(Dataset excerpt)
───

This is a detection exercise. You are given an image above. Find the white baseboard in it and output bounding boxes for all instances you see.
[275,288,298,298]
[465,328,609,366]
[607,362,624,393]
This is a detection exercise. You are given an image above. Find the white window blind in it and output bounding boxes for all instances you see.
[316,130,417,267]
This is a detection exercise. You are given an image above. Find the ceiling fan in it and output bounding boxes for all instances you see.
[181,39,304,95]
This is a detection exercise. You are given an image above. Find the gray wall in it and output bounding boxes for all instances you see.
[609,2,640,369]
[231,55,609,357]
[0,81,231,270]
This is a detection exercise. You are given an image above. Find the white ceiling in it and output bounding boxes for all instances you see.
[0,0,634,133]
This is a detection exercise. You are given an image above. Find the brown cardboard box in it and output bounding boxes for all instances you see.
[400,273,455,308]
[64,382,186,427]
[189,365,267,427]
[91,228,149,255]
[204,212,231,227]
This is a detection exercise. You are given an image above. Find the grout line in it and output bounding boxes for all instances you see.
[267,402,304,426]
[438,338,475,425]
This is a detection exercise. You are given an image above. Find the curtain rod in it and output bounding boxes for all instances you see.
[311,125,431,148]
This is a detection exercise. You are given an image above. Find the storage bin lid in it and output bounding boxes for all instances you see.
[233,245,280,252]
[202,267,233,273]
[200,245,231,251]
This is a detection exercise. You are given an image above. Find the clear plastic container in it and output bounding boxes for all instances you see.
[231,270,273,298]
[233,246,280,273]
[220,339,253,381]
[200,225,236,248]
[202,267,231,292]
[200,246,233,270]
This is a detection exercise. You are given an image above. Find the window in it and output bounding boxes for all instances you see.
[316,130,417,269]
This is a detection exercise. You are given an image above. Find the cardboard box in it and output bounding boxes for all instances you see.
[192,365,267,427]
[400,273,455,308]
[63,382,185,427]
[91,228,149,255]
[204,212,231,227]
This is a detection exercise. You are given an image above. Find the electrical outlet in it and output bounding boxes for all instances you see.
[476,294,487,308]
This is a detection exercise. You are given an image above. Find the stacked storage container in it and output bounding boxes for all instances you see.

───

**Given instruction:** Rewrite the stretch of the records above, from the line containing "Find the electrical" through the line containing "[476,294,487,308]", as a JSON list of strings with one string per line, leaving out any blank lines.

**Answer to this exercise:**
[
  "This is a detection exercise. You are given an image above. Find the electrical outlet in it and output bounding boxes for all instances you see.",
  "[476,294,487,308]"
]